Extract provided:
New episode 10:00 Eastern time, Why This Passage Is So Important. Listen where you get your favorite podcasts, use the player on our homepage or here https://www.spreaker.com/show/....give-god-90-episode- With a free account you can join the chat or leave a message, please consider liking and sharing these podcasts.
Introduction and the Historical Background of the Intertestamental Period
The timeline of the TaNaK ends with the Yehudym newly re-established in their land. During the time from Malaky to the coming of Moshiach, the people of Yisrael lived under six different governments: the Persian Empire, the Greek empire, the Ptolemies of Mitzrayim, the Seleucids of Syria, self-rule under the Maccabees (Hasmonean’s), and finally under the rule of the Roman empire. The following is a brief chronology of those six intertestamental eras.
The Persian Empire (549 - 330 1B.C.E). Cyrus (559 - 530 B.C.E.) inaugurated the Persian Empire with his conquest of Media in 549 B.C.E., and Bavel in 539 B.C.E. Cyrus’ policy was to allow peoples exiled by the armies of Bavel to return to their homelands, rebuild, and reinstitute their forms of worship. From 538 to 430 B.C.E., many Yehudym returned to eretz Yisrael, where they restored Yerushalayim, rebuilt the Heykal, and re-established their lives in relative peace. Those Yehudym who remained in Mesopotamia largely assimilated there and enjoyed prosperity. The very last historical narratives in the TaNaK recount this period.
Greek rule: (331 - 320 B.C.E.). When Alexander "the Great" of Macedonia (336 - 323 B.C.E.) conquered and annexed the Persian Empire, very little changed for the Yehudym. Alexander’s rule, though brief, was nevertheless formative for all of Western culture. He extended the use of the Greek language throughout the Mediterranean world and the Near East. He founded the city of Alexandria in Mitzrayim, which became a Greek cultural center for several hundred years. During his reign, Alexander was recognized as a deity, setting a precedent for later rulers of Greece and Rome. Following Alexander’s death, his top generals struggled for dominance, each in their own realms, and by the year 320 B.C.E., the divisions among them were settled. The two of these kingdoms that most impacted the Yehudym were Mitzrayim, under thePtolemies (323 - 30 B.C.E.), and Syria, under the Seleucids (321 - 64 B.C.E.).

Tasks:
a – According to the text on the intertestamental period, what city did Alexander found in Mitzrayim?
b – Write the next part of the text on the intertestamental period, picking up after its final sentence.
The material that comes next has no connection to the text about the intertestamental period.

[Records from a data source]
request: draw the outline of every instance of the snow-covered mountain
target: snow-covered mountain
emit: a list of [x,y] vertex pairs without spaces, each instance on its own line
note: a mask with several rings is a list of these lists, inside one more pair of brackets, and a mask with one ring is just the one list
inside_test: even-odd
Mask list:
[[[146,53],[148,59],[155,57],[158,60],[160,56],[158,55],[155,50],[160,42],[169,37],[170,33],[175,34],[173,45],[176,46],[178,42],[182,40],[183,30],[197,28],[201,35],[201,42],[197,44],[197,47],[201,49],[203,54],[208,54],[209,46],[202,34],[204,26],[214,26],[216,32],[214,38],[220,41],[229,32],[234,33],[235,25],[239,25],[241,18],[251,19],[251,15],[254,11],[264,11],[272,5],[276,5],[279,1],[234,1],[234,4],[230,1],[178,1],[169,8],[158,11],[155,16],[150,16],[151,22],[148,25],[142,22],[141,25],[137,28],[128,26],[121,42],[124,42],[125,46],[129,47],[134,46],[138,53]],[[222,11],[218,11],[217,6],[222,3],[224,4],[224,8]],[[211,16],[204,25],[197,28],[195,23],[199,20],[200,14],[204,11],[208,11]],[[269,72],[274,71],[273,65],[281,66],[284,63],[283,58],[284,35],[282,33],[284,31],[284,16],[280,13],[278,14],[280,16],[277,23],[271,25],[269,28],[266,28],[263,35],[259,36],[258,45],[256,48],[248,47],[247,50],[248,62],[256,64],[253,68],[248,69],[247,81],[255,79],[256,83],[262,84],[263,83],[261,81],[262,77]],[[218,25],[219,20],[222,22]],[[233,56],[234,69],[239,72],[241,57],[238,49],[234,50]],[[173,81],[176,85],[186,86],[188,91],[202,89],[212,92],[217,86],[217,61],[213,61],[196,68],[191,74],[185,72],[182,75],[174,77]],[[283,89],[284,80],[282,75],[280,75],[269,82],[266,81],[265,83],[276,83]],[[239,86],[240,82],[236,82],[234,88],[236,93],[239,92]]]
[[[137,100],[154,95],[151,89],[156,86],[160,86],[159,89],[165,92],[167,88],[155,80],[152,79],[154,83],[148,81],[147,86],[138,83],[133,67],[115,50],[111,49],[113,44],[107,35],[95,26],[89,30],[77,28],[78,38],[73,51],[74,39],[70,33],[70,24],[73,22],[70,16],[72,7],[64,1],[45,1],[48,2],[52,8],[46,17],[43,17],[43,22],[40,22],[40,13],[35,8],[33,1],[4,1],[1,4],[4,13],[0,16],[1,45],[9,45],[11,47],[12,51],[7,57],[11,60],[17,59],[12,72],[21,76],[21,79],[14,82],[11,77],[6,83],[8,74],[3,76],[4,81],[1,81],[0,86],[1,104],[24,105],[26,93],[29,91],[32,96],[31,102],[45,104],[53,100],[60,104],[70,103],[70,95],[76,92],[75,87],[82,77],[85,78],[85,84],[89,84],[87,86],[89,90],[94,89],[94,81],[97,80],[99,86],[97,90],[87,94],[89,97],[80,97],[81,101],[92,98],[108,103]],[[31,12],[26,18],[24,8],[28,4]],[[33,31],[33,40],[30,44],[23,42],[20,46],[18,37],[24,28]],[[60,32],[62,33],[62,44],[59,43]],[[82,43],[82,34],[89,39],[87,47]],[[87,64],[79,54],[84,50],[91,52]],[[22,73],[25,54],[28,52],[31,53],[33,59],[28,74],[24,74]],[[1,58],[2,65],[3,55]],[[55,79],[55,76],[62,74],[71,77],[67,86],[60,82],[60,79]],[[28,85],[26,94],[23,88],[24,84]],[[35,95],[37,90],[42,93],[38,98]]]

Answers to the exercises:
a – He founded Alexandria.

b –
Mitzry Rule: (Ptolemies 320 - 198 B.C.E.). Yisrael fell under the control of the Ptolemy I of Mitzrayim sporadically between 320 and 301 B.C.E. and subsequently Mitzry control was settled for a century. The Ptolemies had a generally peaceable relationship with the Yehudym. Ptolemaic rule brought Greek peoples and culture to the nation of Yisrael. However, this “hellenization,” as it has been called, eventually became an existential challenge to Yehudy culture and religion. The Greek translation of the TaNaK or “Septuagint,” was begun during this time (c.285 B.C.E.), and was finally completed sometime during the late second century B.C.E.
Syrian Rule: (Seleucids 198 - 142 B.C.E.). When Seleucid King Antiochus III of Syria (223 - 187 B.C.E.) won the Yehudym territories from the Ptolemies in 198 B.C.E., he continued to tolerate the Yehudy religion and the rule of its priesthood over both civil and religious affairs. But these policies ended when his son, Antiochus IV Epiphanies, took the throne in 175 B.C.E. Antiochus Epiphanies sought to ruthlessly impose unified hellenistic culture and religion on the entirety of his kingdom. He gave the Yehudy Koheyn Gadol’s position to the highest bidder sympathetic with his reign. Finally, in 167 B.C.E., during his return to Syria after a humiliating defeat in Mitzrayim at the hands of the Romans, Antiochus lashed out at Yisrael by brutalizing its people, banning the Yehudy faith, and murdering all of the Yehudym who refused to give up their faith and traditions.
The heat of this unwarranted persecution forged Yehudy resistance. A Koheyn in the city of Modin named Mattithyahu, followed by his five sons (nicknamed the Maccabees, “hammers”), led a revolt against Syrian rule. In 164 B.C.E., that revolt succeeded in temporarily gaining Yisrael’s freedom. The Heykal was restored to service by the Maccabees and rededicated on the 25th day of the 12th solar month, 164 B.C.E. This day is now celebrated as the festival of Chanukkah, which means “Dedication.” Antiochus Epiphanies died during this period while on a campaign to reassert his rule in Persia. One of Mattithyahu's sons, Yehudah Maccabeus, was killed in 160 B.C.E. in one of a series of battles that brought the Yehudym once again under Seleucid rule. However, with Antiochus dead and a new ruler in Syria the Yehudym were not immediately subjected to such fierce religious persecution as they previously had been.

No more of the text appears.